Search the entries below. Return every line that has "dirt" in it.

[Dataset items]
──────

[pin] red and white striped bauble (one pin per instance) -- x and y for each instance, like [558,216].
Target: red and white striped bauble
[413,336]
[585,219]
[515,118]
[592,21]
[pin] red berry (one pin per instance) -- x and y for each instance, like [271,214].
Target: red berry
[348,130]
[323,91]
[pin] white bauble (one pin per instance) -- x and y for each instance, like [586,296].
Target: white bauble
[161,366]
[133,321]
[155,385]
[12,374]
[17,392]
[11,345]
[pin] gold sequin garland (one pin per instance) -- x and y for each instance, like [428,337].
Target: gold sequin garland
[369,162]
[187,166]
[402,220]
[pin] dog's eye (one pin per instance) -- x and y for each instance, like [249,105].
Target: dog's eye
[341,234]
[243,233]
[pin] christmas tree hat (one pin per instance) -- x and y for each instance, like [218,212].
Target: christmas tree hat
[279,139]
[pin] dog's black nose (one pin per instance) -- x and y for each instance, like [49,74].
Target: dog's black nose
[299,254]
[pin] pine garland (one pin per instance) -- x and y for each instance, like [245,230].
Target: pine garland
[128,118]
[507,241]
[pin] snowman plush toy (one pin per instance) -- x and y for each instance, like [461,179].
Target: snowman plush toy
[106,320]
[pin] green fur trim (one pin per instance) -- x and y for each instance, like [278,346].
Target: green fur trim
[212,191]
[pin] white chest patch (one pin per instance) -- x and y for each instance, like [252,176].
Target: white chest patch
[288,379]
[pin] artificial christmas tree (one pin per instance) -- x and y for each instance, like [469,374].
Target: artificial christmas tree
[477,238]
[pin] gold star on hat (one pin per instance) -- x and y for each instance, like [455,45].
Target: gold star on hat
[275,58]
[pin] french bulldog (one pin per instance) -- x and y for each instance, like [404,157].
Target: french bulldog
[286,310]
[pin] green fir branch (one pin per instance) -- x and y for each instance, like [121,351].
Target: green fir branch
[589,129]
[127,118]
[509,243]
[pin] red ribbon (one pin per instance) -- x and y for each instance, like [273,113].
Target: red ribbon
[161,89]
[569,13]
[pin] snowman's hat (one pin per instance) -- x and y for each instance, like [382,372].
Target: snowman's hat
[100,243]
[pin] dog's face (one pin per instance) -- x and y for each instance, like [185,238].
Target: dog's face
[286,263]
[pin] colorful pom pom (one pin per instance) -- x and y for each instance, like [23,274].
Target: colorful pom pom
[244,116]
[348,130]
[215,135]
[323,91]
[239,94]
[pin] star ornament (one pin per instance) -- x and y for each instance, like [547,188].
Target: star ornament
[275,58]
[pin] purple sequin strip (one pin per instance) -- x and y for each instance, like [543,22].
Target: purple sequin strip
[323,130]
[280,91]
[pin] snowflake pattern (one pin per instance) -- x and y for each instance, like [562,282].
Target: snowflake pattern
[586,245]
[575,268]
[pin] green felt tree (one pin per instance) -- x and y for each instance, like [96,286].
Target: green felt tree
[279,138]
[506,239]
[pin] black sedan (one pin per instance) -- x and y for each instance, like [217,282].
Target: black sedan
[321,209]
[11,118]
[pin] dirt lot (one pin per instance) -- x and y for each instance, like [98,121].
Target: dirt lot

──────

◆ **Result of the exercise**
[pin] dirt lot (one pin per instance) -- x and y for each instance, like [98,121].
Target: dirt lot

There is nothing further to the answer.